_TEXTE À ÉTUDIER_.
++++++++++++++++++++
Le Point Afrique : Quelle signification faut-il donner au timing de cette note publiée à quelques mois de la tenue du sommet Afrique-France, aujourd'hui reporté, et du début de l'année culturelle Africa2020 organisée sous l'égide de l'Institut français ?
Il ne faut pas accorder plus d'importance à cette note qu'elle n'en a véritablement. Des notes de conjoncture, le Centre d'analyse, de prévision et de stratégie en a très souvent produit. Ce qu'il faut déplorer, c'est que très peu d'États africains et très peu d'institutions continentales se soient penchés sur cette question qui ne préoccupe pas que la France, mais l'ensemble des puissances du monde. Les compétences locales existent pourtant, mais elles sont soit à l'abandon, soit mieux utilisées ailleurs par d'autres nations et institutions que les nôtres.
Si nous étions mieux organisés, nous serions nous aussi en train de produire, sur la base de nos recherches et intérêts propres, nos propres analyses concernant l'impact prévisible du Covid-19 sur l'Europe, les États-Unis, la Chine, l'Inde ou la Russie. Chez nous cependant, le rapport entre savoir, connaissance et pouvoir est pratiquement inexistant. Ceux qui gouvernent n'agissent pas sur la base d'études ou de connaissances fondées. Souvent, ils n'ont que mépris pour la recherche locale. Du coup, toute forme d'expertise sur nos propres sociétés et leur devenir leur vient presque toujours de l'extérieur. Cette forme d'extraversion mentale ne nous coûte pas seulement cher. Elle nous conduit tout droit dans l'impasse.
Cette note oppose d'emblée les populations et les États africains. A-t-elle raison ? Si oui, pourquoi ?
++++++++++++++++++++
_DONNÉES FOURNIES_.
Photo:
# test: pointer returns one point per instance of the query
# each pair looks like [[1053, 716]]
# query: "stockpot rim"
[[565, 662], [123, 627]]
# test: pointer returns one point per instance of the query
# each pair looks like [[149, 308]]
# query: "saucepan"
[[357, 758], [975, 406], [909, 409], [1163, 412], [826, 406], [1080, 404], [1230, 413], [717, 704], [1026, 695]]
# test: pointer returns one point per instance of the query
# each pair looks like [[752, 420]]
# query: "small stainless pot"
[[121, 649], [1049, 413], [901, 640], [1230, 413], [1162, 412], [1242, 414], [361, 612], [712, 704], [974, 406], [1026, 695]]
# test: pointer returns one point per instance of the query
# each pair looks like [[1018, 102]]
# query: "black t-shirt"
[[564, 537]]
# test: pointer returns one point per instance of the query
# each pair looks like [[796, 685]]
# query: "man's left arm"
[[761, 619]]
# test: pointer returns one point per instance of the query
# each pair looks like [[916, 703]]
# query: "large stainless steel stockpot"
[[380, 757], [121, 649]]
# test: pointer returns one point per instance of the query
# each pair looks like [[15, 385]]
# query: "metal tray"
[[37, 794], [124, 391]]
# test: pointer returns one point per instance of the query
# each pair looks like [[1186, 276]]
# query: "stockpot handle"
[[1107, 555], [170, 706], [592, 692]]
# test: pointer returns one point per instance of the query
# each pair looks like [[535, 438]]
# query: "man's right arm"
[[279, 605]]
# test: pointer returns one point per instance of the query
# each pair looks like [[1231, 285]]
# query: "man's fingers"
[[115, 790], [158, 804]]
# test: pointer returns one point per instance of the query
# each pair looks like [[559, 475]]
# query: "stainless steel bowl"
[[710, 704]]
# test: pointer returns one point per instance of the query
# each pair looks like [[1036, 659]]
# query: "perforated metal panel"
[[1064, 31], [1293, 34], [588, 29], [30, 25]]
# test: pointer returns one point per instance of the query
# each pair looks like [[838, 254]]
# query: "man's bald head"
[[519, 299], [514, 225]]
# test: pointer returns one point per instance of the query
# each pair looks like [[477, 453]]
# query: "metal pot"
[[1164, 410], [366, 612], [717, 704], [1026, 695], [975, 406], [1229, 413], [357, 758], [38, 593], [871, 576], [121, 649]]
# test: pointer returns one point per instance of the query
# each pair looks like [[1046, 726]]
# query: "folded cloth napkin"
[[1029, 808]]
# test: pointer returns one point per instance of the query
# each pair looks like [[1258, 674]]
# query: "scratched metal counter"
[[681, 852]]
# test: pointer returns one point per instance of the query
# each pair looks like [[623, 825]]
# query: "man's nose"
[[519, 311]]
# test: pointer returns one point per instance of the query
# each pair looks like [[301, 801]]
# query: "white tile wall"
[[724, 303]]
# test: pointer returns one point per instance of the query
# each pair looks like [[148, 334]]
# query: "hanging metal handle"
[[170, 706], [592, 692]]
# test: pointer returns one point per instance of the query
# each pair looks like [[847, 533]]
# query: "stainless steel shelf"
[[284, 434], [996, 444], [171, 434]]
++++++++++++++++++++
_EXERCICES À FAIRE_.
[a] D'après le texte, pourquoi l'expertise sur les sociétés africaines et leur devenir vient-elle presque toujours de l'extérieur ? Répondez en une à trois phrases.
[b] Recopiez mot pour mot le passage du texte qui va de « Il ne faut pas » à « que les nôtres. ».

_CORRIGÉ DE L'EXERCICE_.
[a] Selon le texte, cette expertise vient presque toujours de l'extérieur parce que ceux qui gouvernent n'agissent pas sur la base d'études ou de connaissances fondées. Ils n'ont souvent que mépris pour la recherche locale.

[b]
Il ne faut pas accorder plus d'importance à cette note qu'elle n'en a véritablement. Des notes de conjoncture, le Centre d'analyse, de prévision et de stratégie en a très souvent produit. Ce qu'il faut déplorer, c'est que très peu d'États africains et très peu d'institutions continentales se soient penchés sur cette question qui ne préoccupe pas que la France, mais l'ensemble des puissances du monde. Les compétences locales existent pourtant, mais elles sont soit à l'abandon, soit mieux utilisées ailleurs par d'autres nations et institutions que les nôtres.